* DATA FOR REVIEW:
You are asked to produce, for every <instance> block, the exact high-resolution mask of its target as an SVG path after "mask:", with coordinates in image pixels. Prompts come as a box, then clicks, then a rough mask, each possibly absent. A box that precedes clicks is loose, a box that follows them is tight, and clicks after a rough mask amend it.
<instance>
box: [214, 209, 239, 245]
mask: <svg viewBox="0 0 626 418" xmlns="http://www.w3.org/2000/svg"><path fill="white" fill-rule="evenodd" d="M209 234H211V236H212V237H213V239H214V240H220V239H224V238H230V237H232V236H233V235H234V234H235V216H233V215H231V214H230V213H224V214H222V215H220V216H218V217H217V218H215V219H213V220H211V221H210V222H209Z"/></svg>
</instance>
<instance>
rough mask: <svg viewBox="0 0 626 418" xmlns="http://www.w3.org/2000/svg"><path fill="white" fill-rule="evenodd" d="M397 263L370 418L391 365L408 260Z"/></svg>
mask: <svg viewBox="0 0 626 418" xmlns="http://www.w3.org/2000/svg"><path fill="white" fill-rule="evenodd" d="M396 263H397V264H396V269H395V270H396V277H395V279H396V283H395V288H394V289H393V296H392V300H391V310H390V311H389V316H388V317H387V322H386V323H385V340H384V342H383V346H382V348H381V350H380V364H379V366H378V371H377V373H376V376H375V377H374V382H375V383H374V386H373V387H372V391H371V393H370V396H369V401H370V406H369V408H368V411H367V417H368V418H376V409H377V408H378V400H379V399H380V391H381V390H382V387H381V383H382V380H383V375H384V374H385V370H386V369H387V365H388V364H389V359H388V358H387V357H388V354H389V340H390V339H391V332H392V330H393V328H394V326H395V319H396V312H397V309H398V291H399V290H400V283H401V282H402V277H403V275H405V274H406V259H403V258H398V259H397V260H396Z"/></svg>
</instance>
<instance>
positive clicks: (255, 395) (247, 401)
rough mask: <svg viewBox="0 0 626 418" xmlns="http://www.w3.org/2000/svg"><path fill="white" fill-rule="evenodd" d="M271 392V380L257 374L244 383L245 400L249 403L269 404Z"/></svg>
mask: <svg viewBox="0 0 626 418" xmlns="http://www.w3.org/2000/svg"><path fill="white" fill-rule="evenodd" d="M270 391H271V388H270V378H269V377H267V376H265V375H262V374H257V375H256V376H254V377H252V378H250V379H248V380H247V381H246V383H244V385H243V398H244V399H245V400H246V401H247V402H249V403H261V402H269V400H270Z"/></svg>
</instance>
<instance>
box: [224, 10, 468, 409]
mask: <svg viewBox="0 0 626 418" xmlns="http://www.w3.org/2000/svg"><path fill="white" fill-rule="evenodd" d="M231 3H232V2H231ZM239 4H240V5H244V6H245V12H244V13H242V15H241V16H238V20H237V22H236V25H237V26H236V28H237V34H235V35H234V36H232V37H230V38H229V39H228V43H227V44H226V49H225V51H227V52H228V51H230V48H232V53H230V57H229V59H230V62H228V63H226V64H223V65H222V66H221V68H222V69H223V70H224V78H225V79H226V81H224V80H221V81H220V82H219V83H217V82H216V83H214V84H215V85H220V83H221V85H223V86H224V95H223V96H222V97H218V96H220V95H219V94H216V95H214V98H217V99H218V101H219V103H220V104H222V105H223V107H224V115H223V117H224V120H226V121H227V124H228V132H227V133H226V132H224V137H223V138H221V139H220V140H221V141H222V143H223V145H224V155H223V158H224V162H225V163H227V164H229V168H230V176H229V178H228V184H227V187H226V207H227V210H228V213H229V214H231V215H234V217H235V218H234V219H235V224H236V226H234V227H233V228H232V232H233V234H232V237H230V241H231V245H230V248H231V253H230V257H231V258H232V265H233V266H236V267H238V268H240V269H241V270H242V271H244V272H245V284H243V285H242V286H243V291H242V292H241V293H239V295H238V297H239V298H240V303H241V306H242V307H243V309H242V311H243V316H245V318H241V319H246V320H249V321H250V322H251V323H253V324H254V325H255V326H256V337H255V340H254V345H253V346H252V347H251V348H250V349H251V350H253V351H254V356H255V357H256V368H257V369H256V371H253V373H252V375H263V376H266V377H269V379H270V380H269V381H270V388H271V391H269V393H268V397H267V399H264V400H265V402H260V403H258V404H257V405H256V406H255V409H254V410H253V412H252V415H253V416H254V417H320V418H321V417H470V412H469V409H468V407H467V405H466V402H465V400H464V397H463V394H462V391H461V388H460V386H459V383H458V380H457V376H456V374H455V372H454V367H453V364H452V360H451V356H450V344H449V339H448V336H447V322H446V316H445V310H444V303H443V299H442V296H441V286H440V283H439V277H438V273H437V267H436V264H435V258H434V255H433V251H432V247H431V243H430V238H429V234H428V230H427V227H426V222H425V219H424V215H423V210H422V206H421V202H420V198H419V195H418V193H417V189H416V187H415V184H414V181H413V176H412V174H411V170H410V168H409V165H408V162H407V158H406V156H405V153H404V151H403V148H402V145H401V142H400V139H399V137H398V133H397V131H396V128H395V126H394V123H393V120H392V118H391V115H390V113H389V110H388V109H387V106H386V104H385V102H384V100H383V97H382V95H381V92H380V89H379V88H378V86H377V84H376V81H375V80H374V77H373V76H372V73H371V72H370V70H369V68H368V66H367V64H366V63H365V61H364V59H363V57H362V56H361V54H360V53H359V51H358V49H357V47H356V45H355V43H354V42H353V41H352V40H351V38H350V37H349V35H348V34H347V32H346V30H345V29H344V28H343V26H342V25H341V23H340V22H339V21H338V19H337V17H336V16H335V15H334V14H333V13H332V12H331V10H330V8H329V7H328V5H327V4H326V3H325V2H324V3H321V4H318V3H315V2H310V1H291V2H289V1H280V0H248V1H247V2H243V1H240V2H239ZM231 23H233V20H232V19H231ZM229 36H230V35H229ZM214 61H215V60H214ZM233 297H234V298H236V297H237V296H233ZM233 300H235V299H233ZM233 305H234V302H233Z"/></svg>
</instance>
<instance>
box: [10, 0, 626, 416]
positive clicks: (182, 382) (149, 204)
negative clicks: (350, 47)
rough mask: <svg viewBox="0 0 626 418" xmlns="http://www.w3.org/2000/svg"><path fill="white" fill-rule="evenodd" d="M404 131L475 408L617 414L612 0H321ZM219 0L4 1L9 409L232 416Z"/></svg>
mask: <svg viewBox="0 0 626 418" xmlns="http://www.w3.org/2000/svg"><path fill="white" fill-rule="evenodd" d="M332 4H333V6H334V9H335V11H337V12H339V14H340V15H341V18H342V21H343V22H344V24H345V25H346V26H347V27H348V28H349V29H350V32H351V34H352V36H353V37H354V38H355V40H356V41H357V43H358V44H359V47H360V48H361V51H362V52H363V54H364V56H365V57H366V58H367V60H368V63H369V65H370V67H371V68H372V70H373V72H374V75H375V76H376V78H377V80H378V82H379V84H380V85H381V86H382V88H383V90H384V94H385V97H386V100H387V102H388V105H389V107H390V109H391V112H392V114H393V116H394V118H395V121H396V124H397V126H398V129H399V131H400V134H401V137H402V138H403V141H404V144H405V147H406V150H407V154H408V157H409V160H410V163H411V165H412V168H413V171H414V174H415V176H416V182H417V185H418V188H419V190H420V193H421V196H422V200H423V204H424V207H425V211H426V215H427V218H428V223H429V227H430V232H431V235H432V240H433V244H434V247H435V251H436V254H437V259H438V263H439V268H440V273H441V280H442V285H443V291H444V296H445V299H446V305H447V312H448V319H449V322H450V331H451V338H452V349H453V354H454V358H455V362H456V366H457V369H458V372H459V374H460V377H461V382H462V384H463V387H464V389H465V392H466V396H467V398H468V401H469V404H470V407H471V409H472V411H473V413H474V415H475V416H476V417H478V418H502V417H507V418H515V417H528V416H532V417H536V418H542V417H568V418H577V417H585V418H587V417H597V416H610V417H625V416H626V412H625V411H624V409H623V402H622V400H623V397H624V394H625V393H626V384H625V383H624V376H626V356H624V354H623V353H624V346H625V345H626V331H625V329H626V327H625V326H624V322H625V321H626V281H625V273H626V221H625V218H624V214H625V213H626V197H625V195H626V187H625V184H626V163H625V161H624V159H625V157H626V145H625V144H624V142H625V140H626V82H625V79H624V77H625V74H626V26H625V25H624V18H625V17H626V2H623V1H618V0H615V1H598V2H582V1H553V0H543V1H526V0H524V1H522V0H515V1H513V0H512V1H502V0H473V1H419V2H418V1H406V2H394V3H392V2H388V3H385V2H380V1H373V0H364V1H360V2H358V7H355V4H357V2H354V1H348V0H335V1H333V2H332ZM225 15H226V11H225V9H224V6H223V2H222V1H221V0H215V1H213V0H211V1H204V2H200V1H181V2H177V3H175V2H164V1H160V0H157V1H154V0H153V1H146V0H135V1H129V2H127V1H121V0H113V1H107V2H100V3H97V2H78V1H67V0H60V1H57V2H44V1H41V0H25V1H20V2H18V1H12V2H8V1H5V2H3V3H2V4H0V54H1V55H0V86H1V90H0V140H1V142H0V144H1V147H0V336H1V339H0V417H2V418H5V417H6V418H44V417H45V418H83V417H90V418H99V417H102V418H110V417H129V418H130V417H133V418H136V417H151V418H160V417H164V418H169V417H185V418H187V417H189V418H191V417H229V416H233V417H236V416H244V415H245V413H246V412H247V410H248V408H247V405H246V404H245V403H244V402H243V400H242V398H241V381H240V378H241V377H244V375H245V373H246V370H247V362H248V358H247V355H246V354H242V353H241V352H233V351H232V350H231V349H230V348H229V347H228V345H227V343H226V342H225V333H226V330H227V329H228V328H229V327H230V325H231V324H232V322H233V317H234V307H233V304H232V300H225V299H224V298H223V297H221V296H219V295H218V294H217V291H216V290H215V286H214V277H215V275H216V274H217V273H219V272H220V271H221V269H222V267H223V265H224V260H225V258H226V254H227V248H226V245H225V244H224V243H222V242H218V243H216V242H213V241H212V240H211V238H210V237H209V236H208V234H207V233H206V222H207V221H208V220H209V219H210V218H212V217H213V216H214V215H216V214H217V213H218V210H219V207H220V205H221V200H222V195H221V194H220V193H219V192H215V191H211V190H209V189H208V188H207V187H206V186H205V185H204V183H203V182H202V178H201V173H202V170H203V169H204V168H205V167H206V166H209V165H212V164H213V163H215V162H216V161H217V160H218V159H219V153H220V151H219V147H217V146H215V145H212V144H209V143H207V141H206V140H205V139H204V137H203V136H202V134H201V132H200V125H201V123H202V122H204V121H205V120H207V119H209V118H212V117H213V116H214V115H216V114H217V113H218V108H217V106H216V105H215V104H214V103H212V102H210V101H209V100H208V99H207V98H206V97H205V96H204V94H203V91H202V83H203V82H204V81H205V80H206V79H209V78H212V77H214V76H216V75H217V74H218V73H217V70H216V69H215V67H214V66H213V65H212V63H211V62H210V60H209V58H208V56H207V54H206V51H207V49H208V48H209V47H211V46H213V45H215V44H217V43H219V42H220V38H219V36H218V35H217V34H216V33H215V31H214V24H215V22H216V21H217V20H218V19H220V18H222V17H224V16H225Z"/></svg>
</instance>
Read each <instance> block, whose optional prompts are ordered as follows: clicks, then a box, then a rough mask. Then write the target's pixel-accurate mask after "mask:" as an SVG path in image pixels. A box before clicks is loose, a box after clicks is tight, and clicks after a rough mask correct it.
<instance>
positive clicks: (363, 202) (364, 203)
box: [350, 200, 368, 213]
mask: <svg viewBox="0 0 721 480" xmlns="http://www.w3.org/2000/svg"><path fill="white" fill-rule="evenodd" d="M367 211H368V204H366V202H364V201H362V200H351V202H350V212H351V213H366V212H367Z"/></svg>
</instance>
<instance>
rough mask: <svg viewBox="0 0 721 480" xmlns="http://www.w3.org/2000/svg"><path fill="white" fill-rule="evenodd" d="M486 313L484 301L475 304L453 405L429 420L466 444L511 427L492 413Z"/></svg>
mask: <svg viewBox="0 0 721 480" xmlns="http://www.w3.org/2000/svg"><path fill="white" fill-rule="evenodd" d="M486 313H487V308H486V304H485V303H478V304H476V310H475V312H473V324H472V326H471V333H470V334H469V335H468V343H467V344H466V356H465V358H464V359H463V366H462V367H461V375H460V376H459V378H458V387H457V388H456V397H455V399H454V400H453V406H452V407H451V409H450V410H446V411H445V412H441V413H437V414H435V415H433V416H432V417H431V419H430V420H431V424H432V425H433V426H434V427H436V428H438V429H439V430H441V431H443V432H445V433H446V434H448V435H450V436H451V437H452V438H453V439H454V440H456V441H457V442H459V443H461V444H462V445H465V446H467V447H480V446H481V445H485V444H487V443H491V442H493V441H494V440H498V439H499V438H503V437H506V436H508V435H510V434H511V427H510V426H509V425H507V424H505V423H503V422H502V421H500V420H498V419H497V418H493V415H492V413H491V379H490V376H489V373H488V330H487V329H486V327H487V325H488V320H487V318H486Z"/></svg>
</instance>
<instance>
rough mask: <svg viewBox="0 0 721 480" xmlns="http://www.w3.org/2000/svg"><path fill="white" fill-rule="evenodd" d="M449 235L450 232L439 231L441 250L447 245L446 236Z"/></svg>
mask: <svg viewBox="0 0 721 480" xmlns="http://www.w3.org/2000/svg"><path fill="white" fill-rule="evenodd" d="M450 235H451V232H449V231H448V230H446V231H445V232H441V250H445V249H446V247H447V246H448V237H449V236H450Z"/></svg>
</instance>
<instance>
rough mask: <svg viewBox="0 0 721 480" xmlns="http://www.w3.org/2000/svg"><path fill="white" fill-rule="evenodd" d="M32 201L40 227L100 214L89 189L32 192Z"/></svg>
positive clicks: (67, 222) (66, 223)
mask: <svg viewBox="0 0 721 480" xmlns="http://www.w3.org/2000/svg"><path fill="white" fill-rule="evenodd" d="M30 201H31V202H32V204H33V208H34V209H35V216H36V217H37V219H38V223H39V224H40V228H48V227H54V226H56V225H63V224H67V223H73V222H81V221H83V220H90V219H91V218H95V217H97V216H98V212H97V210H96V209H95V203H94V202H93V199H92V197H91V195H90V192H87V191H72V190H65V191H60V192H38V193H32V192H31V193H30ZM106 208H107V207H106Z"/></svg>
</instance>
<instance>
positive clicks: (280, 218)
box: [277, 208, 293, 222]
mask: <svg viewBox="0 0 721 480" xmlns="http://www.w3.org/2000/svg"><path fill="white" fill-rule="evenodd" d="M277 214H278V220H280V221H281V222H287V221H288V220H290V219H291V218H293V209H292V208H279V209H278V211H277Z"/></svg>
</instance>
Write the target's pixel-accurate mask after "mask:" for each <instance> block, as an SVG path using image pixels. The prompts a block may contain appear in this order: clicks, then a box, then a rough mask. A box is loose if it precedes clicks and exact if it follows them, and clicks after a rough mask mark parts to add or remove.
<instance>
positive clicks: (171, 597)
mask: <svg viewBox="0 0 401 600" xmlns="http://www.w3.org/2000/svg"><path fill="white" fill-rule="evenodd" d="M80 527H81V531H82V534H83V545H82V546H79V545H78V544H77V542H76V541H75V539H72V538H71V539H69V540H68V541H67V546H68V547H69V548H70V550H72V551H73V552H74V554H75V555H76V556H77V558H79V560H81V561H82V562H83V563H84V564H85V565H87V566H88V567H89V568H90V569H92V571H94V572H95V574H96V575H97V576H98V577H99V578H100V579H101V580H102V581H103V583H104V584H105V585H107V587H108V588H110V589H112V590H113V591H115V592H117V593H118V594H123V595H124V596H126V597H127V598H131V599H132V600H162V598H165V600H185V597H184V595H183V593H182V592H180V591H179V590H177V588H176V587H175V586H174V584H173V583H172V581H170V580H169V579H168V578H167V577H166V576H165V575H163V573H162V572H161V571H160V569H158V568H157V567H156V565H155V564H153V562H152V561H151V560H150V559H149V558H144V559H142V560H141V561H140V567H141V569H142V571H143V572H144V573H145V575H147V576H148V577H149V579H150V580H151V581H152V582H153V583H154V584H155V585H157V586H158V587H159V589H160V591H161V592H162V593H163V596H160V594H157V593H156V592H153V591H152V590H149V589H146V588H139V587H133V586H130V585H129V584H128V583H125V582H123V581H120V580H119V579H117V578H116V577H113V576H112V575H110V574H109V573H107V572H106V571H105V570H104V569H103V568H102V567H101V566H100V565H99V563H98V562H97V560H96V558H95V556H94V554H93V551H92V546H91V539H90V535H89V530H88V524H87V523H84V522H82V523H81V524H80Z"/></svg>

* EXERCISE DETAILS:
Look back at the entries above. Retype the line with "235L450 232L439 231L441", the line with "201L40 227L100 214L89", and all lines in between.

* RESULT:
rough mask: <svg viewBox="0 0 721 480" xmlns="http://www.w3.org/2000/svg"><path fill="white" fill-rule="evenodd" d="M449 235L450 232L439 231L441 250L447 245L446 236Z"/></svg>
mask: <svg viewBox="0 0 721 480" xmlns="http://www.w3.org/2000/svg"><path fill="white" fill-rule="evenodd" d="M450 235H451V232H449V231H448V230H446V231H445V232H441V250H445V249H446V247H447V246H448V237H449V236H450Z"/></svg>
</instance>
<instance>
rough mask: <svg viewBox="0 0 721 480" xmlns="http://www.w3.org/2000/svg"><path fill="white" fill-rule="evenodd" d="M32 201L40 227L100 214L89 189L32 192Z"/></svg>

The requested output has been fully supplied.